» What to do: Copy the listing below word for word, leaving out the pictures.
#### Excerpted data ####
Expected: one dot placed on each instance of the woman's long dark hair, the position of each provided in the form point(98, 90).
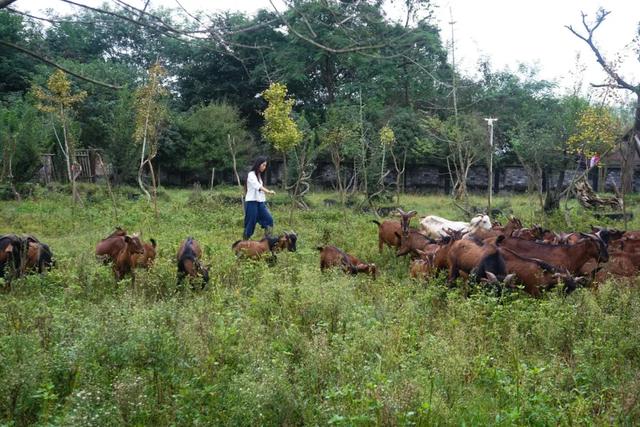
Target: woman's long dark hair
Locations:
point(256, 166)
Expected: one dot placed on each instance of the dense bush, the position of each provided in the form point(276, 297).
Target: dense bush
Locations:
point(286, 345)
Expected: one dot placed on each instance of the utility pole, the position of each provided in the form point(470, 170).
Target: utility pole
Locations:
point(490, 121)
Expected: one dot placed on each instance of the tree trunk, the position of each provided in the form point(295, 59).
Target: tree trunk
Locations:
point(285, 172)
point(142, 160)
point(154, 189)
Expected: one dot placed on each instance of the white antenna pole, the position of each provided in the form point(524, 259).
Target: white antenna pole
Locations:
point(490, 121)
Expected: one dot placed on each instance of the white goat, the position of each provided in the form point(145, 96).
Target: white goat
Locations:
point(433, 226)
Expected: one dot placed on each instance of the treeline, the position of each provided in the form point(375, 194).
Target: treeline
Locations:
point(372, 95)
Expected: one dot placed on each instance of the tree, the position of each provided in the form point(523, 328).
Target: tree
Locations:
point(538, 151)
point(150, 114)
point(615, 81)
point(59, 101)
point(339, 136)
point(208, 130)
point(461, 137)
point(279, 129)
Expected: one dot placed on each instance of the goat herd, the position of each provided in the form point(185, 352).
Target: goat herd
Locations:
point(537, 258)
point(479, 250)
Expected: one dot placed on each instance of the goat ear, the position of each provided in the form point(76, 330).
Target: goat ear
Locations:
point(491, 278)
point(510, 279)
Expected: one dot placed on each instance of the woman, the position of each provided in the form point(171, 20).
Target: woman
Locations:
point(255, 210)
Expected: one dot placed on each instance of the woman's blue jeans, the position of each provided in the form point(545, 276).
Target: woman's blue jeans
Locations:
point(256, 212)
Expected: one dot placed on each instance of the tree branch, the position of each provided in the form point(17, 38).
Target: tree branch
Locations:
point(600, 17)
point(319, 45)
point(5, 3)
point(58, 66)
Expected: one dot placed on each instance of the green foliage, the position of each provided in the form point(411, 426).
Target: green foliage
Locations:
point(21, 138)
point(279, 130)
point(150, 110)
point(207, 130)
point(289, 345)
point(597, 132)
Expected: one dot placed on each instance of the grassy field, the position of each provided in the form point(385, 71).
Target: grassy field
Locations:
point(286, 345)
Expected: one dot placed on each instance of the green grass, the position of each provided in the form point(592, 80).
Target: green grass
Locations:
point(287, 345)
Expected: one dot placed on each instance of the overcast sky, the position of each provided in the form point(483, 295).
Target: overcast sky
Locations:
point(508, 32)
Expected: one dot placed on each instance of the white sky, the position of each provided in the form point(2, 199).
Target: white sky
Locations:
####
» Answer in full:
Expected: one dot placed on each instance of the woman's long dark hair, the position of each provided in the form point(98, 90).
Target: woman's long dark hair
Locations:
point(256, 166)
Expected: one dot placed on each instance of the dense bush, the position of each provided in the form point(276, 297).
Target: dense bush
Locations:
point(286, 345)
Expected: one dot placed on each instance of the utility pole, the position of each provided in the form point(470, 170).
Target: utility pole
Locations:
point(490, 121)
Expected: one dot placed on each instance of the tree trunk, the position of each provided in the form point(295, 59).
Target: tree trunk
Locations:
point(285, 172)
point(142, 160)
point(154, 189)
Expected: one dot placed on each instance of the white antenna pole, the position of each provided in the form point(524, 259).
Target: white antenna pole
Locations:
point(490, 121)
Expected: one dot placed on each instance of the white goat, the position of each provided in the form point(145, 96).
Target: white goat
Locations:
point(433, 226)
Expected: one dot placed on each instance of the treeline, the position of each provided in the form point(375, 194).
Target: treeline
Locations:
point(372, 95)
Expected: one dot placed on each instance of the tree, the position of each provided in the form point(523, 328).
Target: tree
Locations:
point(538, 151)
point(150, 114)
point(615, 81)
point(59, 101)
point(339, 136)
point(208, 130)
point(461, 137)
point(279, 129)
Expected: one dot placed on each instance of the goat herd, the position of each provided in the form point(185, 352).
Target: goat herd
Locations:
point(537, 258)
point(479, 250)
Expected: one dot placed on each instance of the goat ear, the position of each provided in the form point(76, 330).
Target: goat ear
Locations:
point(491, 278)
point(510, 279)
Expected: one dot placed on each instance of the woman, the position of each provided in the form point(171, 20).
Target: woman
Locations:
point(255, 210)
Expected: one dot placed on each instance of the woman's blue jeans, the position of each provided in the form point(545, 276).
Target: woman's blue jeans
Locations:
point(256, 212)
Expected: one dot placed on each instance of the tree branch, the position of each provided in the form point(17, 38).
Target: tree branch
Locations:
point(600, 17)
point(319, 45)
point(5, 3)
point(58, 66)
Expected: one dot placed on each instance of the green foliage, the position of each provided in the form point(411, 426).
Target: green foliage
Locations:
point(21, 138)
point(279, 130)
point(150, 110)
point(207, 130)
point(289, 345)
point(597, 132)
Expected: one dot placed on each instance of the grassy field, the position of each provided in the form point(385, 71).
Target: grassy field
Locations:
point(286, 345)
Expected: one dot placed on each instance of the green grass, the position of each provided in the form point(592, 80).
Target: green grass
Locations:
point(287, 345)
Expected: one dot placed on each instance of the overcast sky, the position of each provided in the form point(483, 295).
Target: overcast sky
Locations:
point(508, 32)
Expected: one dot placed on each instance of the white sky, the position of each provided in the form point(2, 199).
Target: white sky
Locations:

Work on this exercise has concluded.